** TASK INPUTS **
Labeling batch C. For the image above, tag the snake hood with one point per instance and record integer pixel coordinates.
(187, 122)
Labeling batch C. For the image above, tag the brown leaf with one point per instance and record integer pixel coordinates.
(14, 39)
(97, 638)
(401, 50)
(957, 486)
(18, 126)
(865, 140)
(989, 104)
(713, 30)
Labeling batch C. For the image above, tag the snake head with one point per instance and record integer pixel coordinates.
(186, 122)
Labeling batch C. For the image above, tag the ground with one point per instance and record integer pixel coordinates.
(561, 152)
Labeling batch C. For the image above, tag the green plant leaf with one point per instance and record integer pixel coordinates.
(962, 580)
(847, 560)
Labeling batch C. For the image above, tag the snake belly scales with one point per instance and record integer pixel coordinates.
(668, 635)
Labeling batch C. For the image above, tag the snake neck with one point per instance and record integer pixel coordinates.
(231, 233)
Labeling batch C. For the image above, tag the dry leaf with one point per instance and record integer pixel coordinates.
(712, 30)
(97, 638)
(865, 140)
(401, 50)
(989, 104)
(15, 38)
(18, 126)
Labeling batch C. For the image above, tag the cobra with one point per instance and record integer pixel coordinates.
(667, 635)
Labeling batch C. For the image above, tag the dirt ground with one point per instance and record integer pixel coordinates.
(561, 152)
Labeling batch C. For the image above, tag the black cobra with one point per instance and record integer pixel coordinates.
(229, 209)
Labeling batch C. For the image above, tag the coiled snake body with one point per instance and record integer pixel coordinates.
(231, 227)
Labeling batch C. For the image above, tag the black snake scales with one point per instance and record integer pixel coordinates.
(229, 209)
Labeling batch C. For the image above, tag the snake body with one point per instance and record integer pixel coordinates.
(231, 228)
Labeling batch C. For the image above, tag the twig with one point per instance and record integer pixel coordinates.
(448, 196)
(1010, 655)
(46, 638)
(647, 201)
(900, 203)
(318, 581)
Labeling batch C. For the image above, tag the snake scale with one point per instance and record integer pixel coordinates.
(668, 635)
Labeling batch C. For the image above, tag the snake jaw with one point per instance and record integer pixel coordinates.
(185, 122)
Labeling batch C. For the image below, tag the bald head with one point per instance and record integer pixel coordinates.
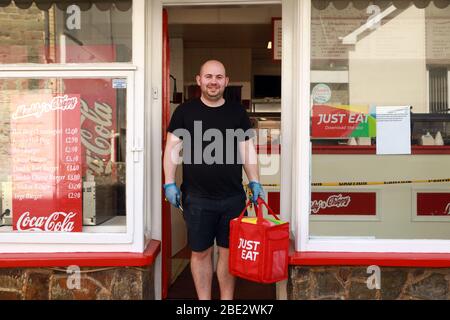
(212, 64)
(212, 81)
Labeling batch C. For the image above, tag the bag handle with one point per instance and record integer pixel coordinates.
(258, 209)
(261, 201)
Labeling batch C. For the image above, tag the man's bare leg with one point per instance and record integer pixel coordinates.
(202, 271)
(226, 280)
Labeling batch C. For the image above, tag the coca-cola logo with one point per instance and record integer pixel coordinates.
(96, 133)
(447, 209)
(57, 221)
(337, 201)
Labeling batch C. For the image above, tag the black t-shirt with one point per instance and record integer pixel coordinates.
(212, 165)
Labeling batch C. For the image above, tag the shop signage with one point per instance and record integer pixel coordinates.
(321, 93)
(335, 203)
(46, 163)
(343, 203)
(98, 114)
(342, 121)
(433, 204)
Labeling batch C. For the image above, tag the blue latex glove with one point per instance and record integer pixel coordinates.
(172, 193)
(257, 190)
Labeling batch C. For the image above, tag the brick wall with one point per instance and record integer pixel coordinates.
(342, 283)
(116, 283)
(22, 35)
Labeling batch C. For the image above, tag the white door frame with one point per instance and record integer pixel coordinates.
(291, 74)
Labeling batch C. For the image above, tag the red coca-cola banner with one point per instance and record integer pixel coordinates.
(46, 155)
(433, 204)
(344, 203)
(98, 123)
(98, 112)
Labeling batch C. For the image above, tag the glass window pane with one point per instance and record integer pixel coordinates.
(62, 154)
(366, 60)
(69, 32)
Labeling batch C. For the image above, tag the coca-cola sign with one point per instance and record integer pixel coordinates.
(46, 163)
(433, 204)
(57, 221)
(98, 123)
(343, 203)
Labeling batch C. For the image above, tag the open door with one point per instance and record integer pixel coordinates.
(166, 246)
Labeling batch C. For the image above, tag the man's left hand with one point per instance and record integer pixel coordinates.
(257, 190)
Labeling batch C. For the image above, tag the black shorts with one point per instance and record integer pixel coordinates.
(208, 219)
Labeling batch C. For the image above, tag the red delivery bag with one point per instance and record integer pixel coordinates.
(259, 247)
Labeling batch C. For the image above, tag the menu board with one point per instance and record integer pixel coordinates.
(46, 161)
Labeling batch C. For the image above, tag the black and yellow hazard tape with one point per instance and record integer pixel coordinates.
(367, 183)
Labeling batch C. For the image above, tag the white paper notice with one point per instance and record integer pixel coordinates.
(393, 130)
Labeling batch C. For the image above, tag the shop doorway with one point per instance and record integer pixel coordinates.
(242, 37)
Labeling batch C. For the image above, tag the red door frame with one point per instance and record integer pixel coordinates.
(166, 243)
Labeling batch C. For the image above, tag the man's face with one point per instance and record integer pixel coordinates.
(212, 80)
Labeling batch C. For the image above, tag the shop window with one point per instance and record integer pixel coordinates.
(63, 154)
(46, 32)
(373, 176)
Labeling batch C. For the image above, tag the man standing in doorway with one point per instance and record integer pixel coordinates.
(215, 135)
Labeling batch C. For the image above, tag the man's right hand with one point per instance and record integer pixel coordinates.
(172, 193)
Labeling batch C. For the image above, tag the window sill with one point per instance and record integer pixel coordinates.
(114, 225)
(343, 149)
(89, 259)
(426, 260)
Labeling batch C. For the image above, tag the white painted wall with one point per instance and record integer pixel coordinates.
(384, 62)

...

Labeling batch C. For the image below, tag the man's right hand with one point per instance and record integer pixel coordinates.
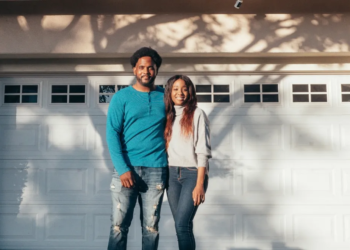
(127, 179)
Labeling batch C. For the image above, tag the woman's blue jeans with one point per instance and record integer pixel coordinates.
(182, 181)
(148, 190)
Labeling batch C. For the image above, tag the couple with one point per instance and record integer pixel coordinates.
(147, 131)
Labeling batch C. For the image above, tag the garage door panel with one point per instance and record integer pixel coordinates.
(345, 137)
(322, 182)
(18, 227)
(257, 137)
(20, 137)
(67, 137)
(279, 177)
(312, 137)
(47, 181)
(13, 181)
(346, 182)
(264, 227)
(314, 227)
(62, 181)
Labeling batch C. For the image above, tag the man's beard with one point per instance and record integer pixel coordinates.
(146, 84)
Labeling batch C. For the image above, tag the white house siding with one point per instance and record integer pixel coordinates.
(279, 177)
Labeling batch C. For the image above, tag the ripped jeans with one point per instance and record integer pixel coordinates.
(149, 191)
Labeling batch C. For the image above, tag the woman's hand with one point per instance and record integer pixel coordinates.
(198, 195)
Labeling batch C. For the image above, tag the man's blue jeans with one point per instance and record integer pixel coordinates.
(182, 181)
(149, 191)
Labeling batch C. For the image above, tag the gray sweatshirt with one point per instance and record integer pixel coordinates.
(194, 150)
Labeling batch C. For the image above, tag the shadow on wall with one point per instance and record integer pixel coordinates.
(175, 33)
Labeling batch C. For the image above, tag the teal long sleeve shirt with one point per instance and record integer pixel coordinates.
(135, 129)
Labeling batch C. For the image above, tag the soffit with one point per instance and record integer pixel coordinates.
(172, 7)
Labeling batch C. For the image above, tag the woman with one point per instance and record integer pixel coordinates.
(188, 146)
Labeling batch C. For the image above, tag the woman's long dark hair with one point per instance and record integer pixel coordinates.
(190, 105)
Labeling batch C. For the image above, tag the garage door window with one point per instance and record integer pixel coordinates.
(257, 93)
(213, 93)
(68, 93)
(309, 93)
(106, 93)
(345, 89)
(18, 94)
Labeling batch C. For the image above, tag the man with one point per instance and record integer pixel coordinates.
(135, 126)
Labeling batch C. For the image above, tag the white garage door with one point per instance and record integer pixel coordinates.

** PROBLEM DETAILS **
Count the lines above that contain the word "frame", and reply with only that number.

** REPLY **
2